■ Set problem: Retype only what runs from the line that contains "Objective — for every instance of the textured" through the last line of the listing below, both lines included.
━━━ Stored records ━━━
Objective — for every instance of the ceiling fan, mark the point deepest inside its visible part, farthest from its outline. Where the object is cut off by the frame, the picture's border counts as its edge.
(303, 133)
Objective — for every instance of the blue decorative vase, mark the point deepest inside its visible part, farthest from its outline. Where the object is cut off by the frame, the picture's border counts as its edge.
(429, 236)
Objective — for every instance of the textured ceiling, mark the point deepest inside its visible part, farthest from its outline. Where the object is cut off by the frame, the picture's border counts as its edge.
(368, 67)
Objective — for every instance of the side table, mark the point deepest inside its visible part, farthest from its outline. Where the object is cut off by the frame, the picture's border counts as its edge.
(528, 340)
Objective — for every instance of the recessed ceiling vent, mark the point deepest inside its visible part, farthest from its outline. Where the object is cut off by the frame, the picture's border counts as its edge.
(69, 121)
━━━
■ Response:
Objective — for every instance of the textured ceiling, mark the point deepest inside its visible part, farthest from its outline. Where the object is cut off by the frame, the picture's border counts as its edge.
(368, 67)
Objective — for every instance of the side table, mark the point deepest inside its visible part, farthest from its outline. Where the object is cut off by the frame, the picture's border counts as its edge.
(528, 340)
Objective — for every instance of the recessed ceiling vent, mark the point deepest inside its visible part, farthest from its outline. Where the object is cut off by the frame, the picture's border counts as its edge.
(69, 121)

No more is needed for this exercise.